=== Goal of the exercise ===
In the records below, find the line that contains "Query: gray bedspread", then transcribe it and every later line exactly, stopping at the final line.

Dataset entries:
═══

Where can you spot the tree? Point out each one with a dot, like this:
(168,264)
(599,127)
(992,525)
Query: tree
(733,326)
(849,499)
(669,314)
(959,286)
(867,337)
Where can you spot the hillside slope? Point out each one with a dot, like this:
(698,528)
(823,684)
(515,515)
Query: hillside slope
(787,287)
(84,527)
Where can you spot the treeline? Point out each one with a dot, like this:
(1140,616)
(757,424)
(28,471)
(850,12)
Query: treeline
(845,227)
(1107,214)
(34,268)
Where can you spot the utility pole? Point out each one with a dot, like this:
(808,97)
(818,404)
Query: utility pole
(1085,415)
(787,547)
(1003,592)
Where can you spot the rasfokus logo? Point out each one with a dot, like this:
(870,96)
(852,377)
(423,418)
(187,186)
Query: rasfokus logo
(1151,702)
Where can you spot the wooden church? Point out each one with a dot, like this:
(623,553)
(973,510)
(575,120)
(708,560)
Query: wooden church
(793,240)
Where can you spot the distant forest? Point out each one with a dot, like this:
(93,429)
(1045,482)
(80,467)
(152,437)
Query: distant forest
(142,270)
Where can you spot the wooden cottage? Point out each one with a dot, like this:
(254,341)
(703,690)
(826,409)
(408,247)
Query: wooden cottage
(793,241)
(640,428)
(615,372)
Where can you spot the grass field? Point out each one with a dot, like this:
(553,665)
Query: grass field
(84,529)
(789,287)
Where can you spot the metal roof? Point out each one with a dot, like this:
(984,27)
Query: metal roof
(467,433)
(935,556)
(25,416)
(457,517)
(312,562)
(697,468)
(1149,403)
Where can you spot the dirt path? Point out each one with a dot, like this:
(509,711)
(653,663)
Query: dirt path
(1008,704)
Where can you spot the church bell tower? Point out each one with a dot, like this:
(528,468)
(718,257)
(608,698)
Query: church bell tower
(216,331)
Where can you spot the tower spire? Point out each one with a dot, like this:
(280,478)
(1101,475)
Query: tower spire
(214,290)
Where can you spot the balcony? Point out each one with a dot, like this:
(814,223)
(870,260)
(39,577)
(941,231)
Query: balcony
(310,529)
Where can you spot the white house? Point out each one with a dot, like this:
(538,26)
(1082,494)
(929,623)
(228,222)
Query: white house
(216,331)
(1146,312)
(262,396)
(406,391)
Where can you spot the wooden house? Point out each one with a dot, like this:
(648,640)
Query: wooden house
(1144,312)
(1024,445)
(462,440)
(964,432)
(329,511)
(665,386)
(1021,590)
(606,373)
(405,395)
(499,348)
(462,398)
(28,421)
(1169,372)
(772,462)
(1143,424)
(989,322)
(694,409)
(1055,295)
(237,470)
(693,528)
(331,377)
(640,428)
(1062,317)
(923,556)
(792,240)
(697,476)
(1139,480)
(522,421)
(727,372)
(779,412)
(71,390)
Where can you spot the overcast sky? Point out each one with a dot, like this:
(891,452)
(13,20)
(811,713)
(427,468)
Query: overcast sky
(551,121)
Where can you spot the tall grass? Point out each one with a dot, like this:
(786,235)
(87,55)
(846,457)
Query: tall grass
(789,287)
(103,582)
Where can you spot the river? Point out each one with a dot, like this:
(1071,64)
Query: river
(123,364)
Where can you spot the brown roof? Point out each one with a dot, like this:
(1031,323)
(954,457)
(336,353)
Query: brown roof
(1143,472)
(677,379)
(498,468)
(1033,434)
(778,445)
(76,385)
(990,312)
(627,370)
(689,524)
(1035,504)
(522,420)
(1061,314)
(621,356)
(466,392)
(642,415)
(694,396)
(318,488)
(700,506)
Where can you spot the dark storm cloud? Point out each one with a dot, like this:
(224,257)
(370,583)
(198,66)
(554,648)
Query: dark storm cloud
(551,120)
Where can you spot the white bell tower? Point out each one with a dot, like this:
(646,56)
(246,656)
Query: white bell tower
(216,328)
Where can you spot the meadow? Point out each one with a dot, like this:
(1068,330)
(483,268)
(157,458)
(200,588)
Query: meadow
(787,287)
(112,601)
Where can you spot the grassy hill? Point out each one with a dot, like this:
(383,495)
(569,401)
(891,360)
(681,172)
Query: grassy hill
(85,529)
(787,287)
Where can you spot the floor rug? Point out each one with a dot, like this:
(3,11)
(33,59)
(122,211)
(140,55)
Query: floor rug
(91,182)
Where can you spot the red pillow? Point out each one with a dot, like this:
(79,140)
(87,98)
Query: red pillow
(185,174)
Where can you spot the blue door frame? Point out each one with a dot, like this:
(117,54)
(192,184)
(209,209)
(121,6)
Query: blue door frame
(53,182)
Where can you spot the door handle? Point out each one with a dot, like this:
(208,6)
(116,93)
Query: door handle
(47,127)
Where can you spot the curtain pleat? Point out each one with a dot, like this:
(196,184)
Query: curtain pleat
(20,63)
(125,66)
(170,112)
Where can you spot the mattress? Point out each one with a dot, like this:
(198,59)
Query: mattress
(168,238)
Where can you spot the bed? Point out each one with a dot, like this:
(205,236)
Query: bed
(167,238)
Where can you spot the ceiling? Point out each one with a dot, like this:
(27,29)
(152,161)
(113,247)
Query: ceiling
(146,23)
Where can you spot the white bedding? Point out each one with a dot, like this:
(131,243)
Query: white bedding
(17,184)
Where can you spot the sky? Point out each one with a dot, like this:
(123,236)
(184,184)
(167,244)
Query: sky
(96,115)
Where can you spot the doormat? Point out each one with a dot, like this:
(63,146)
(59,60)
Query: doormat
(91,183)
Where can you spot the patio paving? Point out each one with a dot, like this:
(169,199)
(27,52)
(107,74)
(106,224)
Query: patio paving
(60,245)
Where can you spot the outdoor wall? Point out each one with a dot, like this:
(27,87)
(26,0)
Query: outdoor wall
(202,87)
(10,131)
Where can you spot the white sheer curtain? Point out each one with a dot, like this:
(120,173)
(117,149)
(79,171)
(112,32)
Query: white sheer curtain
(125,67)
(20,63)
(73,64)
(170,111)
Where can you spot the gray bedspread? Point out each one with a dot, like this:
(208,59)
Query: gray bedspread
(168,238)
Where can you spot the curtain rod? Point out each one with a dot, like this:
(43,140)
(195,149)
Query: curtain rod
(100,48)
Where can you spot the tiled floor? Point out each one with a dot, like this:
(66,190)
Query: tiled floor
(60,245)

═══

=== Finished task ===
Query: gray bedspread
(168,238)
Where can you spot the curtain rod? Point out each one with a dot, like this:
(43,140)
(195,149)
Query: curtain rod
(100,48)
Where can you spot the tiled floor? Point out each one with a dot, like this:
(66,190)
Query: tiled floor
(60,245)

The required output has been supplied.